En términos de libertad política, las consecuencias de este nuevo y grave paisaje que nos interpela son bien conocidas. En la democracia representativa, sujeta a la alternancia partidista, predomina el presentismo. Es decir, no se contemplan programas serios en los que se prometa austeridad material como consecuencia de la necesidad de hacerse cargo de los intereses de las generaciones futuras. La solución pasaría por ampliar los bienes constitucionales que quedarían al margen de la disputa pluralista; es decir, diseñar jurídicamente una sociedad menguante en la que recursos globales como el agua, la energía y el medio ambiente fueran objeto de una especial conservación. El problema de este diseño es que todo lo que entra en la Constitución sale de la política. La ‘neutralidad carbónica’ es un principio que restringe la capacidad de los órganos constitucionales para tratar de ordenar la realidad y cuanto más se reduce el ámbito del pluralismo, más oportunidades se ofrecen para que sea la propia norma fundamental la que entre en la contienda ideológica.

* OBJETIVO DE LA TAREA *
Prosigue el texto sobre la democracia representativa y los límites constitucionales a partir de su última oración.

* MATERIAL PRESENTADO *
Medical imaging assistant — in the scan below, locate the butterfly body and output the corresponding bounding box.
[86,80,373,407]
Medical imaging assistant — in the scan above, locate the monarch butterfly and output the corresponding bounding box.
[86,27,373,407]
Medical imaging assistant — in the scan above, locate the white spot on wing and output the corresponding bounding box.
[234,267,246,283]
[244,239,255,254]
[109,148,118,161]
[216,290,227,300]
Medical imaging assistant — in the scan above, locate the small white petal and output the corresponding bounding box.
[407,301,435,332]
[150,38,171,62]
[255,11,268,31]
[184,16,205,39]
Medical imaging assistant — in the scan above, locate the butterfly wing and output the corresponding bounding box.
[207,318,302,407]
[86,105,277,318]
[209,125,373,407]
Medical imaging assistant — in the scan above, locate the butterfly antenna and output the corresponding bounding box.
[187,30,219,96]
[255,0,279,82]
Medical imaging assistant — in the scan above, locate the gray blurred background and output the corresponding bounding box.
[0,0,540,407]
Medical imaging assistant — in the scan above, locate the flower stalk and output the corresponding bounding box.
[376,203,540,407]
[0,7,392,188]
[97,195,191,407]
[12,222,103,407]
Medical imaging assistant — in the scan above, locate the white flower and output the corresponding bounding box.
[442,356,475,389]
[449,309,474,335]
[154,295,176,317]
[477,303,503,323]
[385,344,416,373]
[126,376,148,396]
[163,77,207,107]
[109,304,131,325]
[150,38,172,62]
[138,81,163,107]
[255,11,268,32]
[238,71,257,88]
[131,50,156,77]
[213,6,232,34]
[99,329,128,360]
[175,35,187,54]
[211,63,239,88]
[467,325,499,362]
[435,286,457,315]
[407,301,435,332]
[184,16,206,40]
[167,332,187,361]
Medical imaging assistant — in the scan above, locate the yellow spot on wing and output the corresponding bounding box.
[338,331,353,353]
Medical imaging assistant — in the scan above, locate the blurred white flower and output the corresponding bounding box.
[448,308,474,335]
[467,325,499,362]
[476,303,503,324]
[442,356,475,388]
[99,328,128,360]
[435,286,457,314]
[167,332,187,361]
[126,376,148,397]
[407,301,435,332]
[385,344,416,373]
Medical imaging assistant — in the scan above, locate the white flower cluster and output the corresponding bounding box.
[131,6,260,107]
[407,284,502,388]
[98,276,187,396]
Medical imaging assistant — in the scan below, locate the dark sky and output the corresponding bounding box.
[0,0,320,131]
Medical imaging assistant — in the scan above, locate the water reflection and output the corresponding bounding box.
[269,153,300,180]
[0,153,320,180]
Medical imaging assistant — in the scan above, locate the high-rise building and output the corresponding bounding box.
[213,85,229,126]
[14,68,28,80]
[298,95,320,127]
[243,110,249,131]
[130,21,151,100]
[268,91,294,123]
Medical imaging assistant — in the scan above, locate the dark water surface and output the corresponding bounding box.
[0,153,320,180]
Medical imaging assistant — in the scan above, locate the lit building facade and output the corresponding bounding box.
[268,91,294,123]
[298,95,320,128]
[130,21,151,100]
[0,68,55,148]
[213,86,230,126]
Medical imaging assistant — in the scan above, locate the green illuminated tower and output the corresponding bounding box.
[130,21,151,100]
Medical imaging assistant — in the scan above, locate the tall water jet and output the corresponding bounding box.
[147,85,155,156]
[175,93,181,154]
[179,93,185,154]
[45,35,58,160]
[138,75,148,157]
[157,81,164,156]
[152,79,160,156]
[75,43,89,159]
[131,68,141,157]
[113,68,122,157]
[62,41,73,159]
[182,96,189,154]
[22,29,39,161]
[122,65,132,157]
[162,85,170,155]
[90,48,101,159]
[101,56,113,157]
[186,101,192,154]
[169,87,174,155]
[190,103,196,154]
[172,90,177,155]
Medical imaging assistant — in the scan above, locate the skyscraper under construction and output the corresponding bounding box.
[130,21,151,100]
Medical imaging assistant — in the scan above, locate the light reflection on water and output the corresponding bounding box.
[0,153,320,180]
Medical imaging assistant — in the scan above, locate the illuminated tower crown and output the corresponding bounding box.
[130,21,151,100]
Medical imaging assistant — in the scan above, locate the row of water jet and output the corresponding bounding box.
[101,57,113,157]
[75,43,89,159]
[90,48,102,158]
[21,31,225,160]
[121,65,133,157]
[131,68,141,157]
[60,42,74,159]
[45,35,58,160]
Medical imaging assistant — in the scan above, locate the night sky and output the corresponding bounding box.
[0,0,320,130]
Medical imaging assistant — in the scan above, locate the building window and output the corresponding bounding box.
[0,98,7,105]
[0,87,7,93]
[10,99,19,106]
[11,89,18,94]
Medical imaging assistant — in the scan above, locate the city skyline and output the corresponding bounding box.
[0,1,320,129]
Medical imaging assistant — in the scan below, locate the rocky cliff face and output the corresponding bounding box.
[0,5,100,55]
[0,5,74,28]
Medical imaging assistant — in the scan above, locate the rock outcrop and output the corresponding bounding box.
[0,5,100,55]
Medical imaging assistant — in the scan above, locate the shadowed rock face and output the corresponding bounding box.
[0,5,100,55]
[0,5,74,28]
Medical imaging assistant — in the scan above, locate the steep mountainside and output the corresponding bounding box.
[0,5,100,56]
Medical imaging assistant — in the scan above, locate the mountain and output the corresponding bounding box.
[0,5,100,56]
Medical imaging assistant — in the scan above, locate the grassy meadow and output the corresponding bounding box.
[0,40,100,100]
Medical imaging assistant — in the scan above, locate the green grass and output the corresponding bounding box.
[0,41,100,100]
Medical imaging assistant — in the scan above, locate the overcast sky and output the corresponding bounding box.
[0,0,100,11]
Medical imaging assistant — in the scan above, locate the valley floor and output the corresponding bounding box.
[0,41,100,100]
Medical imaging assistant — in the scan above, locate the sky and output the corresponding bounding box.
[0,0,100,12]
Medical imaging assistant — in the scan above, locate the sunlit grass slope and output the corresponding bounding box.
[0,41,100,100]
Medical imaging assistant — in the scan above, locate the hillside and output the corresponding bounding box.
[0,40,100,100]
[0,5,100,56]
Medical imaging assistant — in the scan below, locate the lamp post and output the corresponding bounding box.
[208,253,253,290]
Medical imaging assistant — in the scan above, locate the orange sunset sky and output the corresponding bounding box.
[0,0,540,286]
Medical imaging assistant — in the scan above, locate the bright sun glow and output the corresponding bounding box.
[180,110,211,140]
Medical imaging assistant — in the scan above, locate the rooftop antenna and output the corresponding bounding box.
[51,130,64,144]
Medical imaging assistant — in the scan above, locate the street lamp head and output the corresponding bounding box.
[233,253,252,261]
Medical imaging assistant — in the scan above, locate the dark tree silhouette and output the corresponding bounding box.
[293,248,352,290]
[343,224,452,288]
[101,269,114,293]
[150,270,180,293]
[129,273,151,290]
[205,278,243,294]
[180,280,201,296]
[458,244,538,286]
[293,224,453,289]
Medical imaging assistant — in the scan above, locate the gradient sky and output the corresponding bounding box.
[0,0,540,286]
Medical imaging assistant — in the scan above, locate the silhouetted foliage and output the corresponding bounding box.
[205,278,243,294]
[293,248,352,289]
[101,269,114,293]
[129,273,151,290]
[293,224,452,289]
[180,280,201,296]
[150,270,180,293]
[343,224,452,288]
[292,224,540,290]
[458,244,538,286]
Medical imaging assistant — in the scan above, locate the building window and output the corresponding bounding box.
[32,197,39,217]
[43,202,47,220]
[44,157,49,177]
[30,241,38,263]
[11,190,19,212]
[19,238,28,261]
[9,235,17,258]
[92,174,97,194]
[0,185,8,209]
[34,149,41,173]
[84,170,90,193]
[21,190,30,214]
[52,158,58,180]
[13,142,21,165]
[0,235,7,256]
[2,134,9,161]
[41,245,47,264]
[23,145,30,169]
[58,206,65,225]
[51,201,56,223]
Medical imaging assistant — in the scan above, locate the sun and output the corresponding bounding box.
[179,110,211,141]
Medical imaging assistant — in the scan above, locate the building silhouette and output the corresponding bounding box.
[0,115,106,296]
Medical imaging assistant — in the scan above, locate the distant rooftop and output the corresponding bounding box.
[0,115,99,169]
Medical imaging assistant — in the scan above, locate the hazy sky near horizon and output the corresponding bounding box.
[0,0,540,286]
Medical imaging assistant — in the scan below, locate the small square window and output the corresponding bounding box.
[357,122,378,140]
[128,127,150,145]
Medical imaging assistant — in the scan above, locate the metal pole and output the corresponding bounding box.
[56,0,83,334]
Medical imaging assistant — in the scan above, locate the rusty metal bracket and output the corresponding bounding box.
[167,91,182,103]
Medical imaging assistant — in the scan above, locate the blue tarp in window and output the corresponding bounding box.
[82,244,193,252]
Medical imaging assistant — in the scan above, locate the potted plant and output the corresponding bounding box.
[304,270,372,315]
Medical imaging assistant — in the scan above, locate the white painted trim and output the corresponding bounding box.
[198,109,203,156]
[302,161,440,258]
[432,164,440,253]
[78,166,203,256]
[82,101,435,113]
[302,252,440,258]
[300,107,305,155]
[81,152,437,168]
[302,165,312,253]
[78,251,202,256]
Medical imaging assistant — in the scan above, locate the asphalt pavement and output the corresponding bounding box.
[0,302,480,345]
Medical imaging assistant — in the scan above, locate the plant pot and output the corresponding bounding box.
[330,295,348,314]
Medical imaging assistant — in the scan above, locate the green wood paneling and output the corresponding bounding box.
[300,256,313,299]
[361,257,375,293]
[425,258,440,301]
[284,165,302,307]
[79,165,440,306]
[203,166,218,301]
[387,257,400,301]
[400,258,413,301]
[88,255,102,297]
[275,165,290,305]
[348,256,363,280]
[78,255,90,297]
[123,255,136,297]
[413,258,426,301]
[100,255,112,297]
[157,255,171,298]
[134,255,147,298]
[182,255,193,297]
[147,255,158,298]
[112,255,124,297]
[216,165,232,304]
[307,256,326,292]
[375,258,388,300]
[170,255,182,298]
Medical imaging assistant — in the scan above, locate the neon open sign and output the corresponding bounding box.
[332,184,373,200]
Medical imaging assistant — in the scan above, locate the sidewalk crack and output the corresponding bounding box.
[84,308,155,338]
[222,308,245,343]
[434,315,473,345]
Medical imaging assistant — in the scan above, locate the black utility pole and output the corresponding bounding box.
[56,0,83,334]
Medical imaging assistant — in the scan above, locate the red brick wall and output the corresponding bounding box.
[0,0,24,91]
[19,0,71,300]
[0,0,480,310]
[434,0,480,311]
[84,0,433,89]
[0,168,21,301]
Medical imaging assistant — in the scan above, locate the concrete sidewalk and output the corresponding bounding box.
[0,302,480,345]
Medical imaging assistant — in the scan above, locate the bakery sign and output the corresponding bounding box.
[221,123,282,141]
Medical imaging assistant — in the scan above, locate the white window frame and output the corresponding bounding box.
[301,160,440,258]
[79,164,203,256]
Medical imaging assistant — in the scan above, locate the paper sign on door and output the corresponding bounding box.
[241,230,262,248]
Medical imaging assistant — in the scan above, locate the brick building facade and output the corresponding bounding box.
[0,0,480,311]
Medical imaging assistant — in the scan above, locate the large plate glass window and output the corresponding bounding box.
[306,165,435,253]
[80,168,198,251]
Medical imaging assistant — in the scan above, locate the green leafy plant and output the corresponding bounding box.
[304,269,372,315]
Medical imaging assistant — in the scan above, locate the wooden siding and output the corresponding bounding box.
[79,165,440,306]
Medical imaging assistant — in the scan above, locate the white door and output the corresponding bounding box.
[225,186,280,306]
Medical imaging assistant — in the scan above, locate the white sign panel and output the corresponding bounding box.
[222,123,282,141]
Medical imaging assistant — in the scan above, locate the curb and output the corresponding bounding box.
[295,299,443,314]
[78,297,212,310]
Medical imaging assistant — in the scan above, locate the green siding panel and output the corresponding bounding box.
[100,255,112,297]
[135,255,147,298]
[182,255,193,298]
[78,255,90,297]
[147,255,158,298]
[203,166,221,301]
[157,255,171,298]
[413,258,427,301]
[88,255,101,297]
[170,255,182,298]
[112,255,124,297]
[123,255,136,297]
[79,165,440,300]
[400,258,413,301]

* RESPUESTA DEL EJERCICIO *
Las cosas no mejoran desde el plano de las libertades individuales. Acaso hay que recordar que dichas libertades son modernas en el sentido advertido por Benjamin Constant en su famosa conferencia del Ateneo de París: el goce privado, el consumo y el disfrute de las ventajas del comercio han transformado profundamente nuestra concepción de la libertad. La libertad con mayúsculas queda para esos fragmentos de soberanía personal y colectiva que las constituciones llaman derechos fundamentales. Piénsese en qué sucederá cuando esa vida de bajo vuelo que tanto nos gusta -uso del coche particular, viajes, ropa, alimentación y otros placeres del sistema capitalista- se vea corregida bien por carencias materiales del planeta, bien por la decisión de reducir el impacto ambiental de nuestras costumbres.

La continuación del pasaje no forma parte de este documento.